» Exercise details: Locate each line in the records below that contains the string "autumn", treating uppercase and lowercase as distinct, and copy those lines out in full.

Stored items from a collection:
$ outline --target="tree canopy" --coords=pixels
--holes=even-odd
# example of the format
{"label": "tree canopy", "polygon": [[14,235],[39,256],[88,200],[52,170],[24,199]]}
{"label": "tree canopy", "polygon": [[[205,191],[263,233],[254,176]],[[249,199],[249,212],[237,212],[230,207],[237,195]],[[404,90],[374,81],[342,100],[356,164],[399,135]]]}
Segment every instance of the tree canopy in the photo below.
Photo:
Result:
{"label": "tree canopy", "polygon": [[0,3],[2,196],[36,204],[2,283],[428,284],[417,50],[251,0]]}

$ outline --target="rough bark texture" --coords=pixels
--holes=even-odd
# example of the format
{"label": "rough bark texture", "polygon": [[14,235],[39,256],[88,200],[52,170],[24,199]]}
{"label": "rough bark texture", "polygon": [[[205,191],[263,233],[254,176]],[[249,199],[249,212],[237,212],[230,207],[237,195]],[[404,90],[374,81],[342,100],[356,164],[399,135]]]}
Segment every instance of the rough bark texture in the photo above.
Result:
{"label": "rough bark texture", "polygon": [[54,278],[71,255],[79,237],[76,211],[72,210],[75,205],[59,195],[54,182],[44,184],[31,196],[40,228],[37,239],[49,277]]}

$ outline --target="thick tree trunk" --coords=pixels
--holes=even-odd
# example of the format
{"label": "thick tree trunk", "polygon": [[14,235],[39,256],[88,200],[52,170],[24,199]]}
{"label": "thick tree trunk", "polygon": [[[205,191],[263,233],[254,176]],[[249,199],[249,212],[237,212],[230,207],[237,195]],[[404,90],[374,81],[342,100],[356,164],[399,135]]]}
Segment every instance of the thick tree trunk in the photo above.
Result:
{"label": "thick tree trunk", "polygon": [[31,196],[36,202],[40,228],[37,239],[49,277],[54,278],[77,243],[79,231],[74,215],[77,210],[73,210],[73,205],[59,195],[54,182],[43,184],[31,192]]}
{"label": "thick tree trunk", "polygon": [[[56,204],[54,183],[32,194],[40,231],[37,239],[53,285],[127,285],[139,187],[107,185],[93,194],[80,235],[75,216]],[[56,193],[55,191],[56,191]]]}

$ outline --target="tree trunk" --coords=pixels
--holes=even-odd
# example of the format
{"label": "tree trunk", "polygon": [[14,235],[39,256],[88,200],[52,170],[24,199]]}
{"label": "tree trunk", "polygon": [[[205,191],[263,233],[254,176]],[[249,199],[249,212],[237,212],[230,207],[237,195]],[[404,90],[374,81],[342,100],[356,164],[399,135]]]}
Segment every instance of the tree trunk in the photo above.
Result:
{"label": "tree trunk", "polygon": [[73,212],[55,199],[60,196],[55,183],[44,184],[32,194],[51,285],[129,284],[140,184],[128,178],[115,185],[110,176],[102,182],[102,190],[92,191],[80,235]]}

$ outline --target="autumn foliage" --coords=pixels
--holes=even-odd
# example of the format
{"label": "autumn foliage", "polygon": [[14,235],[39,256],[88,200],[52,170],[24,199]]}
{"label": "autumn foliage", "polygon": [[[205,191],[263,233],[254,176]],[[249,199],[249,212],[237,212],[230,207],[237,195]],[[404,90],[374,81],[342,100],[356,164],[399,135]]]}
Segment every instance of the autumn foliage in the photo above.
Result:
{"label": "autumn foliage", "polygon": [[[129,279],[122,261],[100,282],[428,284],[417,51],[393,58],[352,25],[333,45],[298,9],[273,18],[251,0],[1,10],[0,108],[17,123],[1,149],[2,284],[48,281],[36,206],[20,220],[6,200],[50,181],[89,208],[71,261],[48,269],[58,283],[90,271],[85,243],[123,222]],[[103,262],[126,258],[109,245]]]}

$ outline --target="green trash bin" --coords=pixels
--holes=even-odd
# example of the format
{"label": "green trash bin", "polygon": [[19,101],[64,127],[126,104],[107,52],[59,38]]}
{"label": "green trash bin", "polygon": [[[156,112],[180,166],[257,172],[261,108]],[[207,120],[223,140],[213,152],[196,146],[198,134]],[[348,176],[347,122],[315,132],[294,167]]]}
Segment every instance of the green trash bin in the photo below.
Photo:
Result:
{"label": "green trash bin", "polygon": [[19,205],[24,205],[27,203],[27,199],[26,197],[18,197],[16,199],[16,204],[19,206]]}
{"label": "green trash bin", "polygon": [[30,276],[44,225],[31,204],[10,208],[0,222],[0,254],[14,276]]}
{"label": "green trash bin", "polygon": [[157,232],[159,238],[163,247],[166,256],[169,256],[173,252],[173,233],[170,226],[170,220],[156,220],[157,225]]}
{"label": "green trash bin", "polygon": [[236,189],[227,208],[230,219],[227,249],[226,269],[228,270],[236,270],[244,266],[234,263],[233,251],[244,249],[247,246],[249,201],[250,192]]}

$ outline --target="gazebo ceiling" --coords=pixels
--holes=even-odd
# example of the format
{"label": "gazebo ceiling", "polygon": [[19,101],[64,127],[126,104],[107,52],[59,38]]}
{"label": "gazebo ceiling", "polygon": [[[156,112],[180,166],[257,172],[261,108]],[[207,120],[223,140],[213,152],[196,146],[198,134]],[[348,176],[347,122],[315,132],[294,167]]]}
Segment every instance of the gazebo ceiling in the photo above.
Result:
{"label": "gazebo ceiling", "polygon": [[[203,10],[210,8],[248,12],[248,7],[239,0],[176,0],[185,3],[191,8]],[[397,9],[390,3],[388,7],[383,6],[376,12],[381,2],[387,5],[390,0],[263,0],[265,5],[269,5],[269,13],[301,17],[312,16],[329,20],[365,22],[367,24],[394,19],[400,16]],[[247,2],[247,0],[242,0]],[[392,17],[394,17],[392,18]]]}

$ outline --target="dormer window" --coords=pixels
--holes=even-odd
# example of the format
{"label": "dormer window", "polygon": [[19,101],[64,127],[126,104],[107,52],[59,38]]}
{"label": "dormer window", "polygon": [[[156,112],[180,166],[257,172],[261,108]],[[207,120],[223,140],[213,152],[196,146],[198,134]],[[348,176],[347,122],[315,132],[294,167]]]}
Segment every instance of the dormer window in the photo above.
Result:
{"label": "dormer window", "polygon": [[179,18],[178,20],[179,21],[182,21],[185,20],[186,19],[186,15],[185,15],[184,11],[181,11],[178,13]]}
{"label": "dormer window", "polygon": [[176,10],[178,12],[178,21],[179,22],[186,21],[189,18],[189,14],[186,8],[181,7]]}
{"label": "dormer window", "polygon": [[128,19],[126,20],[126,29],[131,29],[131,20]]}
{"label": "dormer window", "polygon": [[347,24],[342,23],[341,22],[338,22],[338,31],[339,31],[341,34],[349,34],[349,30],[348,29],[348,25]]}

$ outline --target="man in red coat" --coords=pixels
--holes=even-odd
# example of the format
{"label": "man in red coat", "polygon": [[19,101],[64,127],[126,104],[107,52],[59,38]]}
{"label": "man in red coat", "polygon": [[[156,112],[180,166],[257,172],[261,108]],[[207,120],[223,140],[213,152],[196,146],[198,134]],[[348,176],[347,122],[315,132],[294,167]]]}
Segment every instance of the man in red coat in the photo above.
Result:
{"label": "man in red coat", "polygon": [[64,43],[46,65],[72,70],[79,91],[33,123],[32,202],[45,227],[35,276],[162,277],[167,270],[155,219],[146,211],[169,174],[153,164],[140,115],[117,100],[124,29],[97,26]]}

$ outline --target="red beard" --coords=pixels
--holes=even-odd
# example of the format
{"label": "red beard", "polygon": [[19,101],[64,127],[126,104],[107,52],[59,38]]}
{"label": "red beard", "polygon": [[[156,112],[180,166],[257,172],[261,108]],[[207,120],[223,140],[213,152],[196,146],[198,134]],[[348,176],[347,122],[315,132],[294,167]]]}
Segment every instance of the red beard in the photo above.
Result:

» Response to this task:
$ outline --target="autumn foliage" --coords=pixels
{"label": "autumn foliage", "polygon": [[14,235],[39,256],[88,200],[52,170],[24,199]]}
{"label": "autumn foliage", "polygon": [[[205,191],[263,233],[254,176]],[[249,199],[249,212],[237,212],[230,207],[237,195]],[[404,90],[374,81],[342,100],[356,164],[399,135]]]}
Segment every instance of the autumn foliage in the photo above.
{"label": "autumn foliage", "polygon": [[[129,279],[122,261],[100,282],[428,284],[417,51],[393,58],[352,25],[333,45],[298,9],[273,18],[251,0],[1,10],[0,108],[17,123],[1,149],[2,284],[48,281],[36,206],[20,220],[6,200],[50,181],[89,208],[71,261],[48,269],[58,283],[90,271],[85,243],[123,222]],[[103,262],[126,258],[109,245]]]}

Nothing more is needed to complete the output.